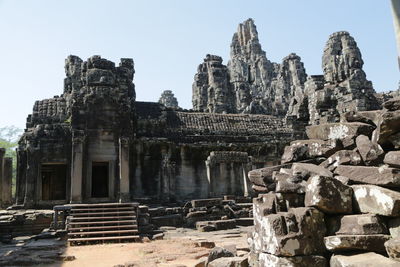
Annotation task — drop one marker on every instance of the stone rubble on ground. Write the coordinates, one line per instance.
(342, 207)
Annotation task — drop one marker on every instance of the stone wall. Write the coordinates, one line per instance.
(334, 200)
(5, 179)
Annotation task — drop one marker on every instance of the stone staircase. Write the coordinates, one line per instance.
(102, 222)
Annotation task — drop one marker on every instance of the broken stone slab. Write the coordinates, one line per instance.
(369, 259)
(342, 157)
(210, 202)
(375, 199)
(229, 262)
(264, 176)
(371, 117)
(306, 170)
(306, 149)
(338, 131)
(357, 224)
(269, 260)
(382, 176)
(289, 184)
(392, 104)
(369, 151)
(392, 158)
(328, 195)
(217, 225)
(299, 231)
(393, 248)
(389, 126)
(394, 227)
(218, 252)
(340, 243)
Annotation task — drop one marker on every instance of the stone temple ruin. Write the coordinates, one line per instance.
(329, 200)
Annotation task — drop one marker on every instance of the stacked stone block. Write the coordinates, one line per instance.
(335, 199)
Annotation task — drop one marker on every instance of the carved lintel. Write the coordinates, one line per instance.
(124, 141)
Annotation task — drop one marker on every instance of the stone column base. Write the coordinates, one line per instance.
(124, 197)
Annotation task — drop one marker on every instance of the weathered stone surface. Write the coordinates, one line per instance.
(392, 158)
(211, 88)
(297, 232)
(338, 131)
(306, 149)
(328, 195)
(389, 129)
(393, 248)
(218, 252)
(229, 262)
(342, 157)
(168, 99)
(394, 227)
(209, 202)
(340, 243)
(371, 117)
(369, 259)
(290, 184)
(392, 104)
(375, 199)
(370, 152)
(382, 176)
(263, 176)
(296, 261)
(306, 170)
(357, 224)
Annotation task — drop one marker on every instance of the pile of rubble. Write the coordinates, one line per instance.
(204, 214)
(23, 222)
(335, 199)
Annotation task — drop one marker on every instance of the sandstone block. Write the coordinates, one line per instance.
(338, 243)
(370, 152)
(369, 259)
(229, 262)
(394, 227)
(338, 131)
(375, 199)
(297, 232)
(358, 224)
(328, 195)
(392, 158)
(393, 248)
(342, 157)
(269, 260)
(198, 203)
(392, 104)
(382, 176)
(306, 170)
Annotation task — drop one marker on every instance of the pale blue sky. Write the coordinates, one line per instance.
(169, 38)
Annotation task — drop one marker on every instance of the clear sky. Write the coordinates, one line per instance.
(169, 38)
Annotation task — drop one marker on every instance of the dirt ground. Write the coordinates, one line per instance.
(178, 248)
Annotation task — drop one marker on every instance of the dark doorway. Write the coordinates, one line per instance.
(54, 177)
(100, 179)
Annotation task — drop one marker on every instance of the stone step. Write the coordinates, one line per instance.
(104, 232)
(131, 237)
(101, 218)
(76, 215)
(103, 222)
(88, 228)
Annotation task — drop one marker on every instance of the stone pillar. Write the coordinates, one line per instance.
(396, 22)
(124, 194)
(31, 177)
(6, 182)
(76, 168)
(208, 166)
(2, 152)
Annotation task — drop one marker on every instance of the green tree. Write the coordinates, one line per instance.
(9, 137)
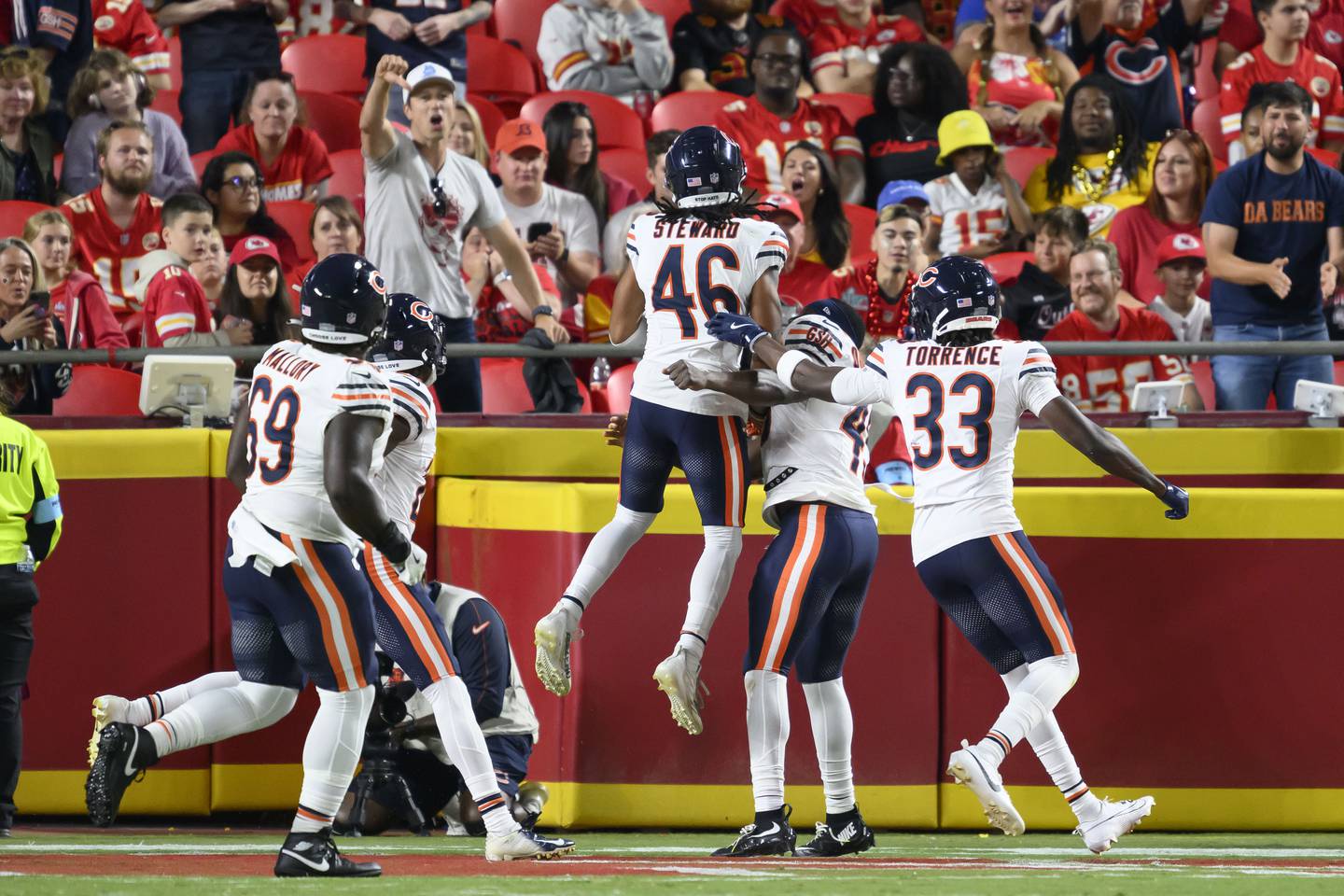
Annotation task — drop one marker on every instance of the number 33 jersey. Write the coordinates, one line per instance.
(296, 392)
(689, 271)
(959, 409)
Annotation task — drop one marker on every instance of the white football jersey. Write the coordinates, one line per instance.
(400, 483)
(296, 392)
(689, 271)
(959, 409)
(816, 450)
(967, 217)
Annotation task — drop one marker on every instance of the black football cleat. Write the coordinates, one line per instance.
(124, 754)
(851, 840)
(770, 838)
(316, 856)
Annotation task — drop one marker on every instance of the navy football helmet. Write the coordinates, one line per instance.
(412, 337)
(952, 294)
(705, 168)
(343, 301)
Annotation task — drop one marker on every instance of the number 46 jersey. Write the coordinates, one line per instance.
(296, 392)
(689, 271)
(959, 409)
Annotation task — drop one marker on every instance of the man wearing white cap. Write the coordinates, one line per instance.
(421, 201)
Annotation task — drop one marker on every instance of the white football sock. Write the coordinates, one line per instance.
(1038, 693)
(710, 584)
(833, 731)
(220, 713)
(330, 755)
(465, 746)
(767, 733)
(604, 553)
(1048, 743)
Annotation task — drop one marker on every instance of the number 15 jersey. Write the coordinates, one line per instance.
(959, 409)
(689, 271)
(296, 392)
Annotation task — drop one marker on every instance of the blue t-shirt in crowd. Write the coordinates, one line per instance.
(1276, 217)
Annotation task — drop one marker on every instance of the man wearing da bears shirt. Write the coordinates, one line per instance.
(1274, 237)
(1106, 382)
(766, 124)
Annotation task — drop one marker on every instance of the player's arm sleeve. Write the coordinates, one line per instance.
(480, 644)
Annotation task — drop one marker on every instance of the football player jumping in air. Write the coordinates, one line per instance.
(809, 586)
(959, 392)
(695, 257)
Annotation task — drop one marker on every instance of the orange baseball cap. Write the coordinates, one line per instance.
(519, 133)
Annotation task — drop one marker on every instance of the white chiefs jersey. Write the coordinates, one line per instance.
(689, 271)
(959, 409)
(967, 217)
(400, 483)
(816, 450)
(296, 392)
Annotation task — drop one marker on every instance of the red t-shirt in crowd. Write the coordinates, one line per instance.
(175, 305)
(1136, 234)
(765, 137)
(1103, 383)
(302, 164)
(109, 253)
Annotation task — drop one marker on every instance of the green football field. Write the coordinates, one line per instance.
(214, 861)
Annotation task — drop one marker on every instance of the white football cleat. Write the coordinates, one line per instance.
(1115, 819)
(553, 637)
(679, 678)
(969, 768)
(106, 709)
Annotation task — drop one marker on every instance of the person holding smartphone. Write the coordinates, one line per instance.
(26, 323)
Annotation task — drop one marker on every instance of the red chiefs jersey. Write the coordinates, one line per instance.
(127, 26)
(175, 305)
(765, 137)
(833, 42)
(1312, 72)
(109, 253)
(302, 164)
(1103, 383)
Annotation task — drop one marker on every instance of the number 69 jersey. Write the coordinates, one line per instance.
(959, 409)
(689, 271)
(296, 392)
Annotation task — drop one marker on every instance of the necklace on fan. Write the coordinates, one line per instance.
(1092, 189)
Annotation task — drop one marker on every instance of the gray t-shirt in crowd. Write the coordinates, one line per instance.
(417, 250)
(567, 210)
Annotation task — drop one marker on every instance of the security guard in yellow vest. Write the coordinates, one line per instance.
(30, 525)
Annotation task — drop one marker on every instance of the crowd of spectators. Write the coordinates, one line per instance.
(1133, 223)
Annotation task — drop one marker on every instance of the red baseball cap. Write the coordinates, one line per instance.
(519, 133)
(1181, 246)
(782, 203)
(250, 247)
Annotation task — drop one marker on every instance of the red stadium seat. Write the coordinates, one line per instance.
(335, 119)
(165, 101)
(681, 110)
(631, 165)
(617, 124)
(863, 220)
(15, 213)
(293, 217)
(619, 390)
(348, 177)
(851, 105)
(489, 115)
(507, 79)
(327, 62)
(100, 391)
(1007, 266)
(1023, 160)
(1207, 122)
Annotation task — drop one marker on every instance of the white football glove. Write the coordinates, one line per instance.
(412, 571)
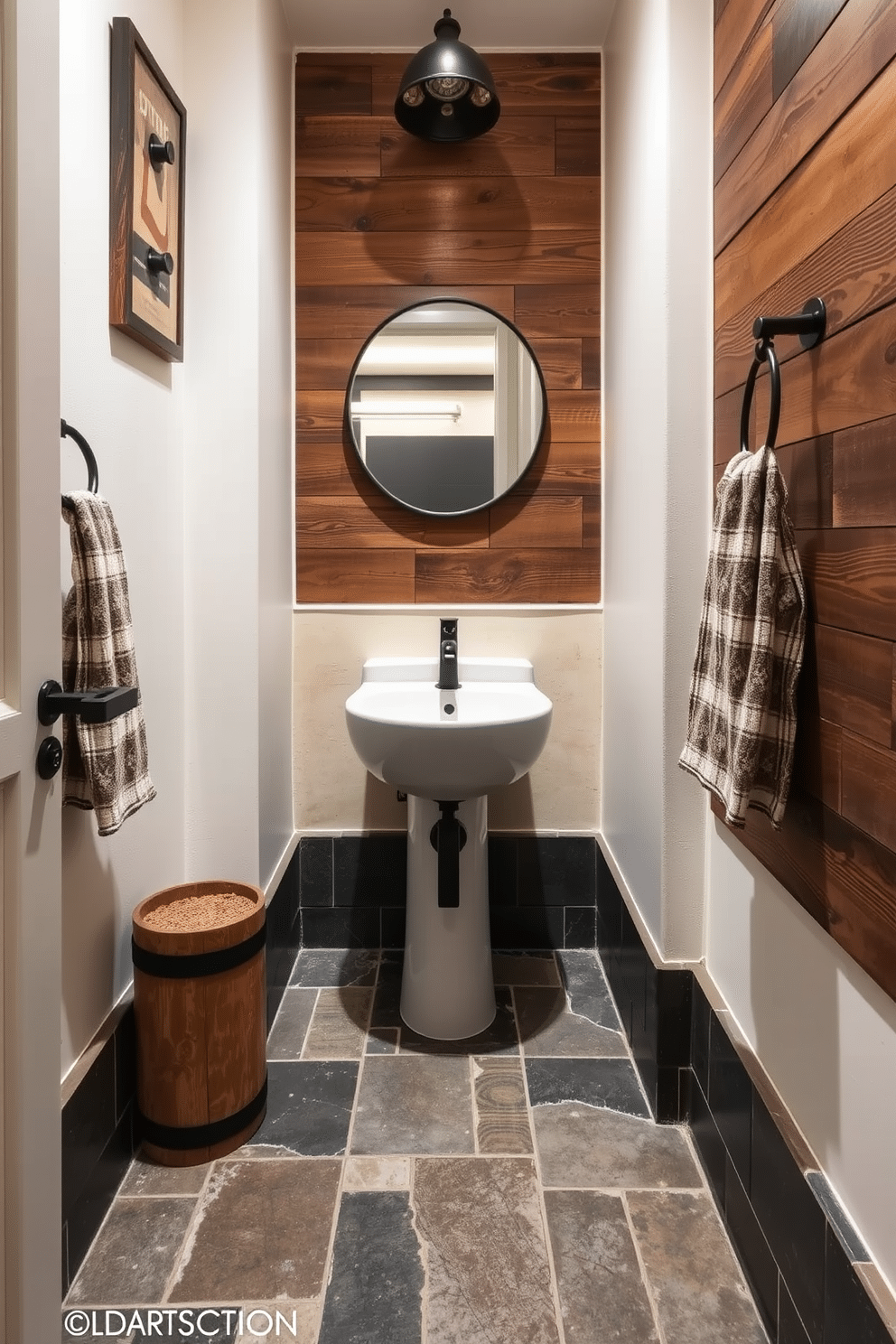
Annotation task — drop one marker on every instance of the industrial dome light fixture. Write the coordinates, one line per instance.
(448, 91)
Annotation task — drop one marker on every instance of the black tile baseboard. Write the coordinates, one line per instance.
(542, 890)
(798, 1249)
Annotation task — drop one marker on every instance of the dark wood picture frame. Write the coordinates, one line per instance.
(148, 139)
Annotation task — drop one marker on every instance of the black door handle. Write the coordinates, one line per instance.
(91, 705)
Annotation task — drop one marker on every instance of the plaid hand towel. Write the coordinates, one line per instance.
(742, 719)
(105, 765)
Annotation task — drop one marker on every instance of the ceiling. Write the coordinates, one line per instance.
(485, 24)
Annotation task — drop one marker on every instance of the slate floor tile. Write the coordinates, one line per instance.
(335, 966)
(490, 1275)
(375, 1289)
(547, 1027)
(598, 1274)
(339, 1024)
(587, 988)
(595, 1082)
(262, 1231)
(290, 1024)
(501, 1117)
(135, 1253)
(696, 1283)
(600, 1149)
(309, 1107)
(520, 968)
(414, 1104)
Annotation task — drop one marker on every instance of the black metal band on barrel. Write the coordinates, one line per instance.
(199, 963)
(203, 1136)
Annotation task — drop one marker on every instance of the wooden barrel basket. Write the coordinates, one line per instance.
(201, 1016)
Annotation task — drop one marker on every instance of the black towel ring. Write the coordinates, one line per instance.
(764, 351)
(93, 472)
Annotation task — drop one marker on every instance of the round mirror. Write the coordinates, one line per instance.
(446, 406)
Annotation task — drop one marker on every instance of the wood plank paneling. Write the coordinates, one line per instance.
(518, 575)
(848, 170)
(445, 204)
(378, 523)
(510, 220)
(852, 52)
(540, 257)
(333, 90)
(807, 206)
(864, 475)
(518, 146)
(559, 309)
(535, 519)
(355, 575)
(347, 311)
(345, 146)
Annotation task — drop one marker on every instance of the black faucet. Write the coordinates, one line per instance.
(448, 658)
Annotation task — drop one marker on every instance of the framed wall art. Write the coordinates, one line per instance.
(148, 137)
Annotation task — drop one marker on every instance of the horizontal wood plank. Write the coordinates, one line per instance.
(535, 519)
(575, 417)
(527, 82)
(353, 311)
(851, 577)
(849, 677)
(854, 270)
(335, 89)
(445, 204)
(578, 146)
(355, 575)
(341, 146)
(518, 146)
(841, 875)
(743, 101)
(845, 380)
(869, 789)
(864, 475)
(513, 575)
(852, 52)
(557, 309)
(374, 523)
(560, 362)
(817, 758)
(469, 258)
(324, 364)
(849, 168)
(807, 470)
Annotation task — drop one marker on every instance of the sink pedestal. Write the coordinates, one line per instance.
(448, 986)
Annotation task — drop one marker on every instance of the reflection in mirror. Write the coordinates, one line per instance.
(446, 407)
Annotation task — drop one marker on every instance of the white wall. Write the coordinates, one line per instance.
(196, 462)
(658, 341)
(129, 405)
(333, 792)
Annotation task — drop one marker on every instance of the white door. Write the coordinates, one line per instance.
(30, 652)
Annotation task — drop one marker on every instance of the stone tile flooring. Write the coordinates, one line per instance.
(505, 1190)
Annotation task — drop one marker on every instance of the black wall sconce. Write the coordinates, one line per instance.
(448, 91)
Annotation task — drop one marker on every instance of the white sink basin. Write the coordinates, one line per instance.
(448, 745)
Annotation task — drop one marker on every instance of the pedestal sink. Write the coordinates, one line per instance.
(446, 749)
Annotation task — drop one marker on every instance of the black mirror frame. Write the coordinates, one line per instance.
(539, 437)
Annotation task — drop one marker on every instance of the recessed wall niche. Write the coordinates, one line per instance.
(510, 220)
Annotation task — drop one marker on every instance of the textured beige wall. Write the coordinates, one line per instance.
(332, 789)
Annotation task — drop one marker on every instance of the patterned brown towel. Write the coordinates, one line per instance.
(742, 719)
(105, 765)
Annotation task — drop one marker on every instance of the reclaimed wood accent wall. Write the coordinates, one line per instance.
(805, 203)
(510, 219)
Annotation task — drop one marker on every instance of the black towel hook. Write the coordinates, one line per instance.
(764, 351)
(810, 328)
(93, 472)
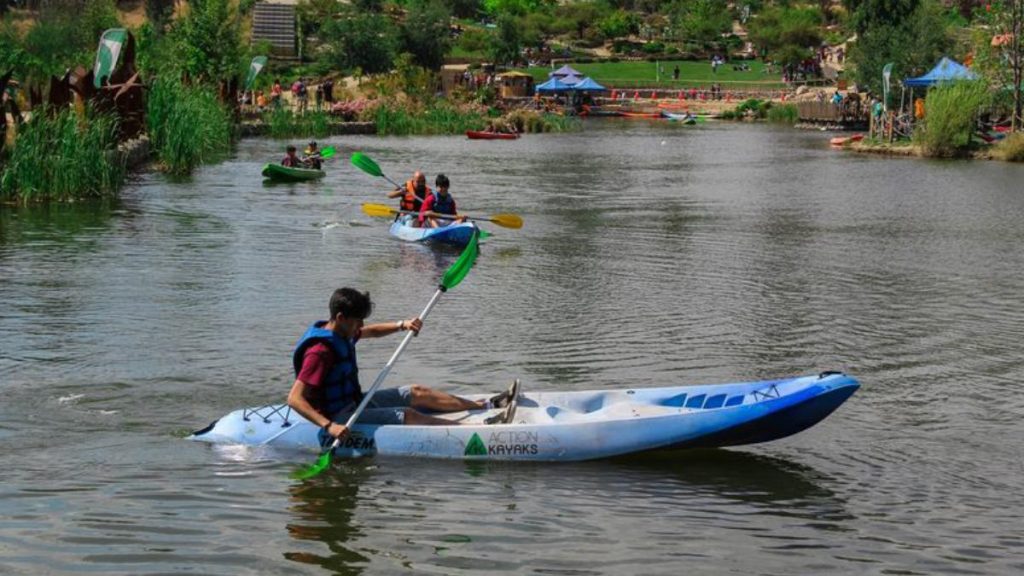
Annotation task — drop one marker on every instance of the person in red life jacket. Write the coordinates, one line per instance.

Written problem: Copy out the material word for word, starting at the line containing "fixture. Write the coordinates, one line per instance." and ending at the line containing "(798, 1249)", with both of those lines included.

Solution:
Annotation task — drop one marker on every instance of the industrial dome light fixture. Write the coordinates, one line per instance.
(448, 91)
Annotation task — drop one marker on every instance of the black tile baseboard. Write the coordinates, one line per instance.
(542, 890)
(798, 1249)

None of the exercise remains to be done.